### What the task asks
Set out the records below again exactly; skip the images.
Records for the exercise Start Marker
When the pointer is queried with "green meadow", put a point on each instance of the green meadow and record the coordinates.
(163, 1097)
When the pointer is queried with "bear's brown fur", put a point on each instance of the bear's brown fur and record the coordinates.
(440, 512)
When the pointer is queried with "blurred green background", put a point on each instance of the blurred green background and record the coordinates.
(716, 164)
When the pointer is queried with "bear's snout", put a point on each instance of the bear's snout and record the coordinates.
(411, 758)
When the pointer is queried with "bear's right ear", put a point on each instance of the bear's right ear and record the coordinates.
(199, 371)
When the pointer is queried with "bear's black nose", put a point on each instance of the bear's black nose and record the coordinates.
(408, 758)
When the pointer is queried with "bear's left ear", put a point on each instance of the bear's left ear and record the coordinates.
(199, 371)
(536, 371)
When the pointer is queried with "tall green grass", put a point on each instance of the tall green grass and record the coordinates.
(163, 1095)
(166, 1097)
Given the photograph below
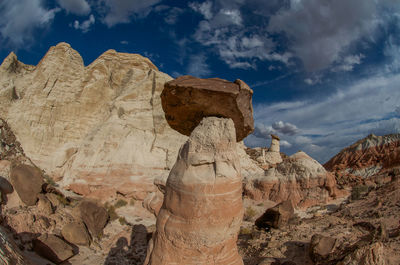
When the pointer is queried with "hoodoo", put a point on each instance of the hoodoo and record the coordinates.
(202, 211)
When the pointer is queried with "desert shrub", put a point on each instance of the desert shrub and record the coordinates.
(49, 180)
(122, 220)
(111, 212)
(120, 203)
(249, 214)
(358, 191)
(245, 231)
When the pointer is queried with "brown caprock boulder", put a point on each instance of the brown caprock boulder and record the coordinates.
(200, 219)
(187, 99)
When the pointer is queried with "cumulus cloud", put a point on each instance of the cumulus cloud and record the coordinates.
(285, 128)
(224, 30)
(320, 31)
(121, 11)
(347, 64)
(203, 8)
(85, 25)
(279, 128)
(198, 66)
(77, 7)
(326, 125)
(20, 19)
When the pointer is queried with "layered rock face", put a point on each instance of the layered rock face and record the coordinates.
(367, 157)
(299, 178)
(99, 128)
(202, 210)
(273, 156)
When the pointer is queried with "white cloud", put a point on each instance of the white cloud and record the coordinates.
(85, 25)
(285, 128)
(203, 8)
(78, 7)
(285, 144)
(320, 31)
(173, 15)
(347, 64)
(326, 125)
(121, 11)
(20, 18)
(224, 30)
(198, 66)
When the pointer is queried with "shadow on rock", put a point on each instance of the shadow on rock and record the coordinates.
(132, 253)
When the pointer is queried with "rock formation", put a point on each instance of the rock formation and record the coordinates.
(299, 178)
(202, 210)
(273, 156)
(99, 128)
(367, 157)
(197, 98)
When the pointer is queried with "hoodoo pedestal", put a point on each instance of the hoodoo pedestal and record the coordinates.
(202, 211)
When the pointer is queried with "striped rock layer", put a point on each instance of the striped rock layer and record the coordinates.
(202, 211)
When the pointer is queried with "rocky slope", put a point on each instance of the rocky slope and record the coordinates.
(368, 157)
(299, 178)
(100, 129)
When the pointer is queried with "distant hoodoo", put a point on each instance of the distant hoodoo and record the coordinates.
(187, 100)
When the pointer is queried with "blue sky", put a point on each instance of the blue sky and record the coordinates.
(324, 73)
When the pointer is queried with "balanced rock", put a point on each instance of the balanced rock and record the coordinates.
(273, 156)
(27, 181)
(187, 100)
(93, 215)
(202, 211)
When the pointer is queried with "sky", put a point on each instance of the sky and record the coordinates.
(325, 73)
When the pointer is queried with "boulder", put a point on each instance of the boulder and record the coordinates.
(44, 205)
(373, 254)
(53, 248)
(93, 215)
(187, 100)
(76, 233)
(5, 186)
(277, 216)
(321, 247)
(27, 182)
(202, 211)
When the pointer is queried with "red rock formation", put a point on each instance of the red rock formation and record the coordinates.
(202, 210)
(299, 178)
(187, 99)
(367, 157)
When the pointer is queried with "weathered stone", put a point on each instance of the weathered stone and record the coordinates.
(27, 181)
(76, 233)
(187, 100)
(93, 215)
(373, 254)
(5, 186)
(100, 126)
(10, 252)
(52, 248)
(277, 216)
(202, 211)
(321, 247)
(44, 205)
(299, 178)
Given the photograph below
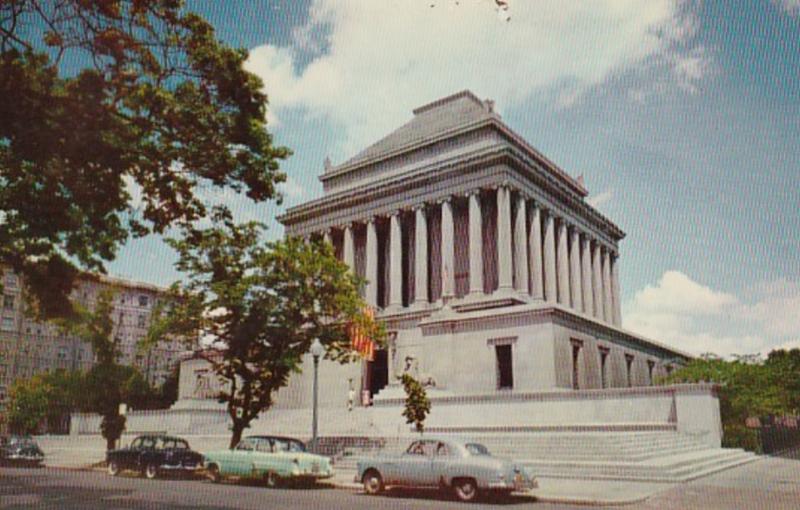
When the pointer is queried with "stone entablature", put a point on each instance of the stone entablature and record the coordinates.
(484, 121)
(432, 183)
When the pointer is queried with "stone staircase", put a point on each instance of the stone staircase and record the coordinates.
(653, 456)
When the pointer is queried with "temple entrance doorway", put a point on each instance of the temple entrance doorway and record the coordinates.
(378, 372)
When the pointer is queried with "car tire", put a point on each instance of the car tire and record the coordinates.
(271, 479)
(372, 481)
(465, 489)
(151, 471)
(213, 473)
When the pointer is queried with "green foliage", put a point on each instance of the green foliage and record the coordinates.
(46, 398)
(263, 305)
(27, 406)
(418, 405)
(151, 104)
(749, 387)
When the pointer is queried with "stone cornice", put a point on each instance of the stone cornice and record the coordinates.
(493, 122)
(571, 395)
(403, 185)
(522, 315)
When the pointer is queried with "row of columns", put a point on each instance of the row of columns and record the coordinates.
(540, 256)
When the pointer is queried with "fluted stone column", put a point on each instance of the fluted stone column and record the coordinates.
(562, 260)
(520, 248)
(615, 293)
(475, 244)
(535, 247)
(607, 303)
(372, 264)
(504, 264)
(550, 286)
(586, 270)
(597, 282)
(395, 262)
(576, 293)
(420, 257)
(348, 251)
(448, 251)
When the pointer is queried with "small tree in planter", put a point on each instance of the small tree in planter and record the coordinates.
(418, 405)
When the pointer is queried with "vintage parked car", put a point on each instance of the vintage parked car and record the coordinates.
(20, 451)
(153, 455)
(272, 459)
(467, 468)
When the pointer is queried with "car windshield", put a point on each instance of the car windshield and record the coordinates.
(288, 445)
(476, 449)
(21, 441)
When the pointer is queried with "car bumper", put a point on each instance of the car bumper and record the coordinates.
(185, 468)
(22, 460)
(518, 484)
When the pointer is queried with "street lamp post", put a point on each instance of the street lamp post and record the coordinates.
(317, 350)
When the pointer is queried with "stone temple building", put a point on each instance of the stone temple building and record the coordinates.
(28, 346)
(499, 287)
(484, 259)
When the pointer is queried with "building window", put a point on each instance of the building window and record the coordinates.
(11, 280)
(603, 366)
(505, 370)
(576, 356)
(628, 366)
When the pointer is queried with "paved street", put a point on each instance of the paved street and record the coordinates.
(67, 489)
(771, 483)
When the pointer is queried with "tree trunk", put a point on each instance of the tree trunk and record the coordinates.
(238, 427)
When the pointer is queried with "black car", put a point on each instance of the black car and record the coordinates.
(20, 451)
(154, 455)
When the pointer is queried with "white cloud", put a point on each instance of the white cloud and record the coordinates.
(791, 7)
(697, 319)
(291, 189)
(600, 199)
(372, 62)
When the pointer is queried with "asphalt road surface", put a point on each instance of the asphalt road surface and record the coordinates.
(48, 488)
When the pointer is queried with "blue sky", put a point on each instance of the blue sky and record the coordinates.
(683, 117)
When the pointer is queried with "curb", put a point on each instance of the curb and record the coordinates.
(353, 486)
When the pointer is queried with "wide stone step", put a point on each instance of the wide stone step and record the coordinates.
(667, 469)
Records for the exercise End Marker
### Response to this task
When the pointer is queried with "green meadow", put a point on each instance of the green meadow and record the coordinates.
(163, 1097)
When the pointer is queried with "bear's brown fur", put a point on each instance of the bear's brown fur and record the coordinates.
(440, 512)
When the pointer is queried with "blurred green background", put a point on each instance of the blurred green background and record the coordinates.
(716, 164)
When the pointer is queried with "bear's snout", put a point on each instance of the bear's snout and record the coordinates.
(411, 758)
When the pointer is queried with "bear's right ear", put a point on each instance of the bear's right ear and record the coordinates.
(199, 371)
When the pointer is queried with "bear's black nose", put a point on each instance of the bear's black nose and record the coordinates.
(408, 758)
When the pointer is queried with "bear's left ear", put a point on each instance of the bear's left ear and record the coordinates.
(199, 371)
(536, 371)
When the pointer is queried with "tall green grass", put a point on each instance of the tall green grass and record the coordinates.
(163, 1095)
(166, 1097)
Given the photograph below
When the pointer is queried with "hoodoo", put a point on each instance of the hoodoo and record the coordinates.
(202, 211)
When the pointer is queried with "desert shrub", put a point on each instance of the desert shrub and record the coordinates.
(49, 180)
(122, 220)
(111, 212)
(120, 203)
(249, 214)
(358, 191)
(245, 231)
When the pointer is queried with "brown caprock boulder", put a point on each instance of the brown caprock boulder and record the coordinates.
(200, 219)
(187, 99)
When the pointer is queried with "cumulus cloud", put a point on each instance of the cumulus cloud and record the coordinates.
(285, 128)
(224, 30)
(320, 31)
(121, 11)
(347, 64)
(203, 8)
(85, 25)
(279, 128)
(198, 66)
(77, 7)
(326, 125)
(20, 19)
When the pointer is queried with "layered rock face", put a point on each instance of the layered rock face and record the coordinates.
(367, 157)
(299, 178)
(99, 128)
(202, 210)
(273, 156)
When the pointer is queried with "white cloud", put a point on each instance of the white cloud and record the coordinates.
(85, 25)
(285, 128)
(203, 8)
(78, 7)
(285, 144)
(320, 31)
(173, 15)
(347, 64)
(326, 125)
(121, 11)
(20, 18)
(224, 30)
(198, 66)
When the pointer is queried with "shadow on rock", put a point on each instance of the shadow on rock and record the coordinates.
(132, 253)
When the pointer is queried with "rock formation", put a point on each instance of the rock formation and record the coordinates.
(299, 178)
(202, 210)
(273, 156)
(99, 128)
(367, 157)
(197, 98)
When the pointer is queried with "hoodoo pedestal", put a point on each instance of the hoodoo pedestal and record the coordinates.
(202, 211)
When the pointer is queried with "striped rock layer", put a point on each instance of the striped rock layer and record the coordinates.
(202, 211)
When the pointer is queried with "rocky slope", put a point on each instance of the rocky slope and record the coordinates.
(368, 157)
(299, 178)
(100, 129)
When the pointer is queried with "distant hoodoo", put a point on each instance of the distant hoodoo and record the coordinates.
(187, 100)
When the pointer is queried with "blue sky", put a point on each instance of the blue sky and record the coordinates.
(324, 73)
When the pointer is queried with "balanced rock", put a point on each instance of the balanced rock and record the coordinates.
(273, 156)
(27, 181)
(187, 100)
(93, 215)
(202, 211)
When the pointer is queried with "sky", put a point on each instance of the sky and record the coordinates.
(325, 73)
When the pointer is queried with "boulder", put a point on each instance of the boulder and record the coordinates.
(44, 205)
(373, 254)
(53, 248)
(93, 215)
(187, 100)
(76, 233)
(5, 186)
(277, 216)
(321, 247)
(27, 182)
(202, 211)
When the pointer is queried with "red rock formation", put a point on each instance of the red rock formation and record the coordinates.
(202, 210)
(299, 178)
(187, 99)
(367, 157)
When the pointer is queried with "weathered stone", put a point on each instance of the weathered stone and record the coordinates.
(27, 181)
(76, 233)
(187, 100)
(93, 215)
(373, 254)
(5, 186)
(100, 126)
(10, 252)
(52, 248)
(277, 216)
(202, 211)
(321, 247)
(44, 205)
(299, 178)
Given the photograph below
When the pointer is queried with "stone entablature", put a point on each instance of the stone entablature and record the coordinates.
(484, 121)
(432, 183)
When the pointer is queried with "stone staircase", put a point on each instance of the stone staircase and record the coordinates.
(653, 456)
When the pointer is queried with "temple entrance doorway", put a point on each instance of the temple entrance doorway and record the coordinates.
(378, 372)
When the pointer is queried with "car tire", put a point on each instance of the car tire and record the coordinates.
(271, 479)
(372, 481)
(465, 489)
(151, 471)
(213, 473)
When the pointer is queried with "green foliage", put a point on each instance of the green foliage and record the coordinates.
(46, 398)
(263, 305)
(27, 406)
(418, 405)
(151, 104)
(749, 387)
When the pointer is queried with "stone cornice", put a point on each instance of the stone cornice and record the coordinates.
(493, 122)
(571, 395)
(403, 185)
(522, 315)
When the pointer is queried with "row of columns", put a point on each instance of the row of columns and record the coordinates.
(540, 256)
When the pointer is queried with "fluted stone column", put a point on each instance of the fluted stone column and record the coordinates.
(562, 260)
(520, 248)
(615, 293)
(475, 244)
(535, 247)
(607, 303)
(372, 264)
(504, 264)
(550, 286)
(586, 270)
(597, 282)
(395, 262)
(576, 293)
(420, 257)
(348, 251)
(448, 251)
When the pointer is queried with "small tree in planter", put a point on each instance of the small tree in planter and record the coordinates.
(418, 405)
When the pointer is queried with "vintage parked car", put a point on each instance of the vintage parked car and record the coordinates.
(20, 451)
(153, 455)
(272, 459)
(467, 468)
When the pointer is queried with "car windshield", put a point on each instance of the car windshield and record the coordinates.
(288, 445)
(476, 449)
(21, 441)
When the pointer is queried with "car bumper", put a point on each instance of the car bumper and record the coordinates.
(185, 468)
(22, 460)
(518, 484)
When the pointer is queried with "street lamp post", put a point on each instance of the street lamp post and record the coordinates.
(317, 350)
When the pointer is queried with "stone temple building", put a point on each instance of the stone temple building and record the coordinates.
(28, 346)
(499, 287)
(484, 259)
When the pointer is queried with "building window", put a point on each instance of the building window and record the coordinates.
(11, 280)
(603, 366)
(505, 370)
(576, 356)
(628, 366)
When the pointer is queried with "paved street", put a point on each instance of the paved street and record the coordinates.
(67, 489)
(771, 483)
When the pointer is queried with "tree trunk", put a point on each instance of the tree trunk and record the coordinates.
(238, 427)
When the pointer is queried with "black car", put a point on each instance of the black car and record the coordinates.
(20, 451)
(154, 455)
When the pointer is queried with "white cloud", put a point on each instance of the white cloud and record the coordinates.
(791, 7)
(697, 319)
(291, 189)
(600, 199)
(372, 62)
When the pointer is queried with "asphalt road surface", put a point on each instance of the asphalt road surface and record the coordinates.
(48, 488)
When the pointer is queried with "blue sky", put a point on each instance of the blue sky and record the coordinates.
(683, 117)
When the pointer is queried with "curb", put a point on each instance of the curb and record the coordinates.
(353, 486)
When the pointer is queried with "wide stone step", put a point on each instance of the wide stone step and record the coordinates.
(667, 469)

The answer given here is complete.